Exercise prompt: Copy the listing from its start through the line containing "point(207, 328)", requests and all, increasing each x and y coordinate in the answers by 56. Leave the pictures out.

Exercise material:
-- Start --
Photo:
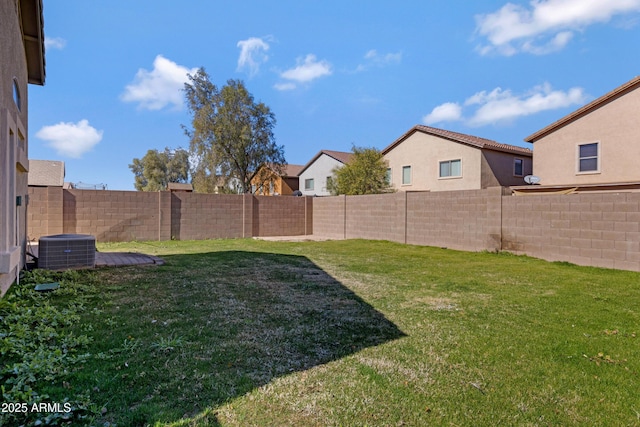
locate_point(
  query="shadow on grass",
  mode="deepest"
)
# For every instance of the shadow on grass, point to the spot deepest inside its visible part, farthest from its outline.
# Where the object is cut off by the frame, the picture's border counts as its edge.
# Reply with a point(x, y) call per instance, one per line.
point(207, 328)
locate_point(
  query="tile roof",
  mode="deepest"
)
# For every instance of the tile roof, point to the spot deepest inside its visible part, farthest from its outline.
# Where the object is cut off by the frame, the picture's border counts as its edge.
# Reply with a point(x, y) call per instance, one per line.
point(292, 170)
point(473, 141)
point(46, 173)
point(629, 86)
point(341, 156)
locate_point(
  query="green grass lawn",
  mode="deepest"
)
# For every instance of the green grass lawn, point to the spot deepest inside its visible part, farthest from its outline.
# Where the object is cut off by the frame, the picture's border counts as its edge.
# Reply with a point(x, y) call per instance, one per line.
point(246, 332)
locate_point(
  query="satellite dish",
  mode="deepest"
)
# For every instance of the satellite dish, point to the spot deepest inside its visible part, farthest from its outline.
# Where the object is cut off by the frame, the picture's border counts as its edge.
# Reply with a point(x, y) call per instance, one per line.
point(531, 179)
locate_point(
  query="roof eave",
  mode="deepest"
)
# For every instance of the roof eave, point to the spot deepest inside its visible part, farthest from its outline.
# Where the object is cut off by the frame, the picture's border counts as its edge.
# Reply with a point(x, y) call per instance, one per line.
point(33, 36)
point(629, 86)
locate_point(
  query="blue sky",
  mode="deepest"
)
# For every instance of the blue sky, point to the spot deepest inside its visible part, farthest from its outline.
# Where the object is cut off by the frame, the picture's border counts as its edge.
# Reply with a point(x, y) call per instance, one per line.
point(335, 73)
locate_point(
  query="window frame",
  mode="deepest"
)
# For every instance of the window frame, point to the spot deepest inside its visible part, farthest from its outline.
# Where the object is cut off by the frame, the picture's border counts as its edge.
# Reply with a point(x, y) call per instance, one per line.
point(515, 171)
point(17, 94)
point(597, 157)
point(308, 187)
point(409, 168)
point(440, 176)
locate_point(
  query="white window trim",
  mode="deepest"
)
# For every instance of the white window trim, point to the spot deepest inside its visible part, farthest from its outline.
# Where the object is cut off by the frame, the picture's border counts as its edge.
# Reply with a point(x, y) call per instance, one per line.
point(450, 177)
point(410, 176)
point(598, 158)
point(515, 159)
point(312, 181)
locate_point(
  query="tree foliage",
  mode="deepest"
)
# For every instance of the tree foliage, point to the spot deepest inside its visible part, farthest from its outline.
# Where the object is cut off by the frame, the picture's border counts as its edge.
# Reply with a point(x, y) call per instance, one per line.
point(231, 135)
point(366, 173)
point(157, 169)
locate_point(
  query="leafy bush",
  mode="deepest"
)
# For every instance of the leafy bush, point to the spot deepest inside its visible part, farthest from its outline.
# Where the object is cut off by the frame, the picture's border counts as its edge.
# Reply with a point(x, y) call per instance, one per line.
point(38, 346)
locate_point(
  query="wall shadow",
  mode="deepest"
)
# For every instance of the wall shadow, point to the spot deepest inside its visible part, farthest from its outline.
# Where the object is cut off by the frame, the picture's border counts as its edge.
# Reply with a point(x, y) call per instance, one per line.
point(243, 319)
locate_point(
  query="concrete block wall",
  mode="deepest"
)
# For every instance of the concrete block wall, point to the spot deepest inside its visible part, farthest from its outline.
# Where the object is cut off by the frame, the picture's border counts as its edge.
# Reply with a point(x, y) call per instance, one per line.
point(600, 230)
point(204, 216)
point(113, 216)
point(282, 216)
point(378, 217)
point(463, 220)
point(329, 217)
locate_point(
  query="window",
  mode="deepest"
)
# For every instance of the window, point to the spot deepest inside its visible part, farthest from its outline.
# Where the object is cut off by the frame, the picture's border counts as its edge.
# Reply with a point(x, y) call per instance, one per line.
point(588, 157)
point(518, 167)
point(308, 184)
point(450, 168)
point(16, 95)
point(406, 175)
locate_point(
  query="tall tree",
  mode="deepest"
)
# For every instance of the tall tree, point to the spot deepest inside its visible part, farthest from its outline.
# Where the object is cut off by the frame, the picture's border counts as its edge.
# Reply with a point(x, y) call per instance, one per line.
-- End --
Result for this task:
Photo:
locate_point(
  query="shadow on grass",
  mode="deepest"
)
# For every instance of the shadow on grass, point to the spot deepest inside its visible part, farthest from its outline.
# Where the object is cut off by the frame, the picture's border counts as its edge.
# Reply with a point(x, y) call per instance, one per line.
point(263, 384)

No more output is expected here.